[BEGIN]

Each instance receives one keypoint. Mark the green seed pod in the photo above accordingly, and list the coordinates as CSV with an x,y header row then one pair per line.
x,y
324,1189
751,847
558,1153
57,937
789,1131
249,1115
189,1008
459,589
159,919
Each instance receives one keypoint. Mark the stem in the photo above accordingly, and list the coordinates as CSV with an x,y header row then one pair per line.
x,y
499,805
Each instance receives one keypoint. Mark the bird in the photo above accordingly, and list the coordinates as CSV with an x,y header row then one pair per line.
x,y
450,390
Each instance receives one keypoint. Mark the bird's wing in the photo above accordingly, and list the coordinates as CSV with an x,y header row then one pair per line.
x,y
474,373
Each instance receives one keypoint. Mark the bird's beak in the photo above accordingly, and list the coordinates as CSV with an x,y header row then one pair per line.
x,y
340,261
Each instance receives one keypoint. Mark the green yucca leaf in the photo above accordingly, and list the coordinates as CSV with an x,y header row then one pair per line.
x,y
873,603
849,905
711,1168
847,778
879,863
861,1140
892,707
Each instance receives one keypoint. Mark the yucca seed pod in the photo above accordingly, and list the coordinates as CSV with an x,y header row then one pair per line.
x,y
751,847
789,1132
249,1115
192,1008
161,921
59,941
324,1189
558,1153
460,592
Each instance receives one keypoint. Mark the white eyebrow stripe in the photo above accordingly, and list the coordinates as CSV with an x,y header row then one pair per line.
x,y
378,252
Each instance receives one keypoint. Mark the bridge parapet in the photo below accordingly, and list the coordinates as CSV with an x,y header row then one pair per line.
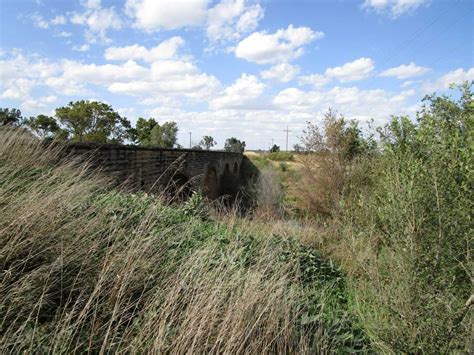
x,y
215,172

[END]
[BEGIN]

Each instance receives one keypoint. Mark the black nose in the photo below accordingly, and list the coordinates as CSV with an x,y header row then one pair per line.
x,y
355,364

[END]

How many lines in the records above contain the word "seed"? Reply with the number only.

ANSWER FOR THE TASK -
2